▸ Set task:
Copy all the entries below exactly, but not the pictures.

▸ Dataset records:
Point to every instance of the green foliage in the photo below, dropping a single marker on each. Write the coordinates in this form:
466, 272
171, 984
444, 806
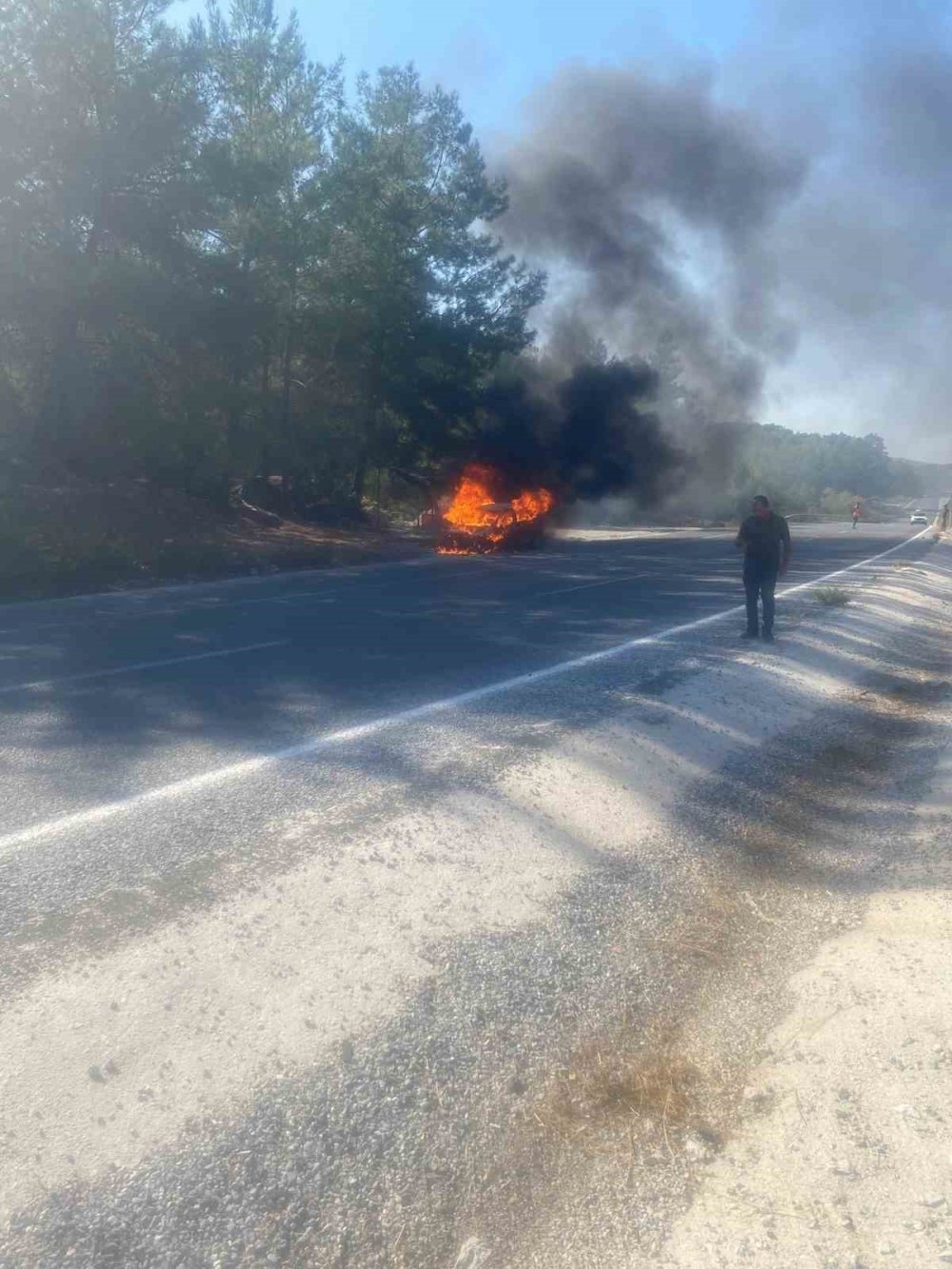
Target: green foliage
213, 264
802, 471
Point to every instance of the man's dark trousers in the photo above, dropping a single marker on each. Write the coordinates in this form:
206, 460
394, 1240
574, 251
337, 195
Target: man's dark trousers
761, 582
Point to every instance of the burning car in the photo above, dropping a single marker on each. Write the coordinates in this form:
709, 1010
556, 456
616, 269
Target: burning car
478, 522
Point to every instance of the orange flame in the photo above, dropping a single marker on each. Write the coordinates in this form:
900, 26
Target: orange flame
476, 515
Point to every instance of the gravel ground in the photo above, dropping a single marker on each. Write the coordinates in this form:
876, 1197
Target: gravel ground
551, 1090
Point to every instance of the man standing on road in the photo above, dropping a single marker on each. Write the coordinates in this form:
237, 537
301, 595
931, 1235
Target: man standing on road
764, 538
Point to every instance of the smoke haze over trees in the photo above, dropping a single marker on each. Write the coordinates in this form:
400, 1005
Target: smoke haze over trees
217, 260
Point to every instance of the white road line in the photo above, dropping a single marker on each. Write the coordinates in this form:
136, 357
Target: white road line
315, 744
137, 665
588, 585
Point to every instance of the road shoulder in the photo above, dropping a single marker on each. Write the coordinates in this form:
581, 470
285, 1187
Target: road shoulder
844, 1155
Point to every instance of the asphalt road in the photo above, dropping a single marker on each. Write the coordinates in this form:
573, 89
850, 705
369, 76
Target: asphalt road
106, 697
261, 983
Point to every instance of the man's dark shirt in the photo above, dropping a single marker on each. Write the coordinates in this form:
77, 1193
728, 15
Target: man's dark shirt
762, 538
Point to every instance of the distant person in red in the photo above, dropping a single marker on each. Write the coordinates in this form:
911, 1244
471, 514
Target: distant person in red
764, 540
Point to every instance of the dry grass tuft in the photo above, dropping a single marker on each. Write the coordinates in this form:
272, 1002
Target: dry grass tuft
609, 1098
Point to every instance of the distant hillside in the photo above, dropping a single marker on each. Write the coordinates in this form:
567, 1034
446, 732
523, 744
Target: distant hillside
916, 477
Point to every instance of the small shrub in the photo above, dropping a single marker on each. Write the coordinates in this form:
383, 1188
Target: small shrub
833, 597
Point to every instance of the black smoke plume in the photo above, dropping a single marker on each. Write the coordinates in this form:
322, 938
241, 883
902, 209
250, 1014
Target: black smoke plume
585, 435
616, 171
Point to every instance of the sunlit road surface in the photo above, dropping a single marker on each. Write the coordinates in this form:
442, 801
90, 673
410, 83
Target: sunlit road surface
244, 822
106, 697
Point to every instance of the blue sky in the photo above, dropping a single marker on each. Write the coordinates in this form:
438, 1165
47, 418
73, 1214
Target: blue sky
497, 50
870, 226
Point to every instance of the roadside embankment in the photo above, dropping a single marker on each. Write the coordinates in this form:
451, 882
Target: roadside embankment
502, 978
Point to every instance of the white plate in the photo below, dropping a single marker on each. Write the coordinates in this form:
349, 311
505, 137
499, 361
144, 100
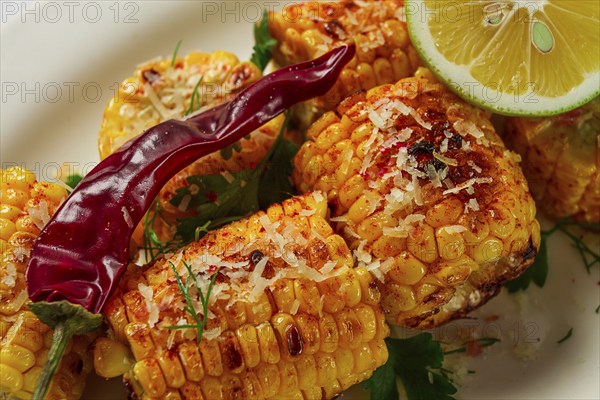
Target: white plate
60, 64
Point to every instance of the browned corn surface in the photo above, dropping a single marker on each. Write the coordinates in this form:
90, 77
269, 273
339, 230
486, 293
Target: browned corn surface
25, 206
309, 29
289, 318
159, 91
426, 195
561, 160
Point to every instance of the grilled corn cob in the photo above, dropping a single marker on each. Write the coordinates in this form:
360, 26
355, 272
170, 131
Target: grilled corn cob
162, 89
561, 160
288, 315
25, 341
426, 195
384, 53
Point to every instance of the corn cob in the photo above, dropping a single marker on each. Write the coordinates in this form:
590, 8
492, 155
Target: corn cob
25, 341
561, 160
425, 194
288, 316
384, 53
162, 89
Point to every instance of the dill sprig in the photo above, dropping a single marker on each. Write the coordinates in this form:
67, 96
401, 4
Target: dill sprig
199, 323
195, 98
482, 342
175, 53
538, 272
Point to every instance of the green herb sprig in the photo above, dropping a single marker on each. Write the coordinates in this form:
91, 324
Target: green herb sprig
538, 272
199, 323
417, 363
264, 43
174, 58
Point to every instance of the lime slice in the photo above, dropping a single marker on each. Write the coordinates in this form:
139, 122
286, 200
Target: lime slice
528, 58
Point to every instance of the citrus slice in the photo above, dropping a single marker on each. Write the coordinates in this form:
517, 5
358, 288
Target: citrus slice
530, 58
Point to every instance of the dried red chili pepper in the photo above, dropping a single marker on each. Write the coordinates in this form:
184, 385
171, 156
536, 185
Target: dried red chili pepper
81, 253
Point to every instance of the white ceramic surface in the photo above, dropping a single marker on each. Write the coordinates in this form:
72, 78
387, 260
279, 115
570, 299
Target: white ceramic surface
60, 63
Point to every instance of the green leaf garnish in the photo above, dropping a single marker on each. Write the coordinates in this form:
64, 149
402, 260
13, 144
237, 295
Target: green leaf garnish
67, 320
566, 337
482, 342
538, 272
199, 323
195, 101
264, 43
220, 199
73, 180
417, 363
175, 53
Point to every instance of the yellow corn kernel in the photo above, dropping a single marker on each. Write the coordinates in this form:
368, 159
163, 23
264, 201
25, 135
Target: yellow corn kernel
251, 388
269, 378
139, 339
191, 391
329, 334
309, 330
11, 379
368, 322
7, 229
398, 298
349, 288
172, 369
501, 221
451, 245
326, 368
288, 378
407, 269
211, 357
344, 362
489, 250
269, 349
364, 206
422, 244
17, 357
370, 293
308, 296
111, 358
248, 340
191, 361
456, 271
283, 293
307, 368
212, 388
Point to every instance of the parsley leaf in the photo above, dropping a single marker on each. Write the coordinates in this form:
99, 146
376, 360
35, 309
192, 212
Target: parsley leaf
264, 43
219, 199
417, 362
538, 272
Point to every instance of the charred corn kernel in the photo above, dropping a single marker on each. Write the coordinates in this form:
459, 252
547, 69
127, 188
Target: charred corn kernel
160, 90
381, 45
424, 209
561, 161
287, 272
407, 269
25, 206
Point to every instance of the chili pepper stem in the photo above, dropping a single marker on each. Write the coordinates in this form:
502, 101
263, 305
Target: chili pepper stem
67, 320
61, 338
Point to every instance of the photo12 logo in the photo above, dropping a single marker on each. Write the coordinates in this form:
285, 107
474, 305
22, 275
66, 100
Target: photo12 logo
54, 12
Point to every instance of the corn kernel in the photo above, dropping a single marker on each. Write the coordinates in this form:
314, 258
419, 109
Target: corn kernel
407, 269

▸ Output for this exercise:
Point to every instance of the green foliage in the photo below, dropping a single marker on each. Write the coordinates in this form:
466, 272
171, 984
444, 806
Target: green foliage
213, 264
802, 471
Point to every instance of the man's dark trousers in the photo above, dropping a single marker on each. Write the coordinates in this form:
206, 460
394, 1240
574, 251
337, 195
Target: man's dark trousers
761, 582
Point to every instance of the burning car in the photo above, dropping a single marker on each. Write the coordinates in this form:
709, 1010
556, 456
616, 269
Target: burning car
478, 522
Point to every instance of the orange flame in the photo above, dropping a single marker on each. Write the coordinates in this form:
900, 26
Target: orange flame
476, 515
Point to every instance of the gravel ground in the photo above, dropping a single marker on each. Write the coordinates in this form:
876, 1197
Target: gravel ground
551, 1090
Point to every instance of the man standing on road in the photo above, dropping a single marker on each. Write the coordinates in this form:
237, 537
301, 595
931, 1235
Target: man standing on road
764, 538
Point to every instance of the smoke haze over trees in the photo above, dropping a single marker on each. Write the coordinates in this form:
400, 1005
Target: smoke haze over trees
217, 260
Point to every instance of the white road line in the photo above, dropping a single marker on each. Write the coordinates in this form:
136, 357
Target: white road line
315, 744
137, 665
588, 585
Point to every instance of the road shoulder in the photo above, dropping a single marker on each. Write the coordinates in this form:
581, 470
285, 1187
Target: road shoulder
844, 1155
Point to every instance of the asphalt road in the photo above, dropping a single marker on each. Write the coordinates in this form:
573, 89
850, 705
369, 76
Target: asphalt road
106, 697
261, 983
Point to every instance of the man's dark shirt in the photo above, dropping a single marker on each. Write the coordinates in this form:
77, 1193
728, 15
Target: man's dark shirt
762, 538
Point to every instance of the distant person in red in the photo above, dropping a single marker on each. Write the coordinates in this form:
911, 1244
471, 514
Target: distant person in red
764, 540
Point to every instance of the dry grass tuft in the photo above, dropping a single marker on each. Write the coordinates in this form:
272, 1002
Target: dry grass tuft
609, 1098
Point to every instance of the distant hillside in the photo above, dropping a single marker on each. Write the coordinates in this form:
567, 1034
446, 732
523, 744
Target: distant hillside
916, 477
Point to every instance of the small shrub in the photo above, dropping a single marker on each. Write the coordinates in this form:
383, 1188
Target: small shrub
833, 597
Point to every instance of the black smoke plume in the photo above, dropping a single marker on each. Write the coordinates in this form:
322, 938
241, 883
902, 209
250, 1014
Target: black smoke plume
585, 435
616, 171
Point to every instance of the sunlit road surface in the photo above, dropping a single marker on each. Write the coordinates in this form:
442, 801
90, 673
410, 83
Target: sunlit road surface
244, 822
106, 697
Point to every instance of the blue sky in the photo above, dropping a single marker on each. Write the coordinates in this form:
438, 1165
47, 418
73, 1214
Target: blue sky
497, 50
870, 226
Point to every instance of the roadside embankment in the photo above, dropping a single marker on each. Write the coordinates in this form:
451, 882
Target: roadside embankment
502, 978
Point to every instance of the white plate in the photo below, dropping a single marker on each. Write the coordinates in this form:
349, 311
505, 137
499, 361
144, 100
Target: white plate
60, 64
Point to every instance of the browned corn surface in the photo above, dropping a single marker on each. Write the coordinates in this form:
90, 77
269, 273
339, 230
486, 293
Target: browned corn surface
25, 206
309, 29
289, 318
159, 91
426, 195
561, 160
Point to every instance of the grilled corn cob in the photo above, dropping a single marker on each. Write the coordinates in this form:
360, 26
355, 272
170, 131
Target: grilled corn cob
162, 89
561, 160
288, 315
25, 341
426, 195
384, 53
Point to every instance of the corn cob in the photo above, dropping a single marker on each. Write the coordinates in this form:
590, 8
492, 155
Target: corn cob
25, 341
561, 160
425, 194
288, 316
384, 53
162, 89
Point to every instance of the dill sprig in the photo above, dropping a single marker on each. Write the coordinates in this form:
67, 96
401, 4
Target: dill sprig
199, 323
195, 98
482, 342
175, 53
538, 272
Point to every instance of the green herb sprig in the photo above, dropping a single marker on each. Write the coordinates in this form:
91, 324
Target: green herb sprig
538, 272
199, 323
417, 363
264, 43
174, 58
Point to every instance of the lime slice in the photo above, dropping a single marker on each. Write the coordinates in this form:
139, 122
286, 200
Target: lime slice
528, 58
Point to every instance of the citrus slice in the photo above, dropping a single marker on each. Write the coordinates in this form:
517, 5
358, 288
Target: citrus slice
530, 58
Point to every instance of the dried red chili pepper in the photo above, dropping a single marker on each. Write the coordinates in this form:
184, 385
171, 156
536, 185
Target: dried red chili pepper
81, 253
Point to every instance of the white ceramic surface in the photo above, dropping a single marker on each. Write the coordinates in this form:
72, 78
387, 260
279, 115
570, 299
Target: white ceramic surface
60, 63
Point to every instance of the green leaf garnish in the photo above, dropping a single marker on each. Write the coordinates in this form:
64, 149
402, 260
13, 144
237, 295
Target: green leaf garnish
67, 320
566, 337
482, 342
538, 272
199, 323
195, 101
264, 43
220, 199
73, 180
417, 363
175, 53
Point to every instance of the yellow corn kernel in the photo above, dropping a single marker on each. Write the coordinates in this form:
368, 159
163, 23
264, 201
25, 135
Target: yellow corn kernel
251, 388
269, 378
139, 339
191, 391
329, 334
309, 330
11, 379
368, 322
7, 229
398, 298
349, 288
172, 369
501, 221
451, 245
326, 368
288, 378
407, 269
211, 357
344, 362
489, 250
269, 349
364, 206
422, 244
17, 357
370, 293
308, 296
111, 358
248, 340
191, 361
456, 271
283, 293
307, 368
212, 388
Point to every instance of the parsley leaf in the photo above, dropping a single marker on each. Write the coordinates in this form:
99, 146
376, 360
35, 309
192, 212
Target: parsley leaf
264, 43
219, 199
417, 362
538, 272
Point to every instance of the charred corn kernel in the photo above, dropping a single marker on each. Write the coordinates in this form:
459, 252
547, 69
127, 188
Target: charred corn kernel
160, 90
381, 45
424, 209
561, 161
287, 272
407, 269
25, 206
Point to every instance of the chili pepper stem in the photo above, dropping a single marker on each. Write the coordinates in this form:
502, 101
263, 305
Target: chili pepper stem
67, 320
61, 338
Point to every instance of the photo12 logo in the photo above, dropping a single marker on each. Write the coordinates in this form:
285, 107
474, 305
22, 275
66, 100
Target: photo12 logo
54, 12
Point to every instance of the corn kernel in the photo above, dropping a single marker on each. Write the coordinates in this form:
314, 258
419, 109
Target: corn kernel
407, 269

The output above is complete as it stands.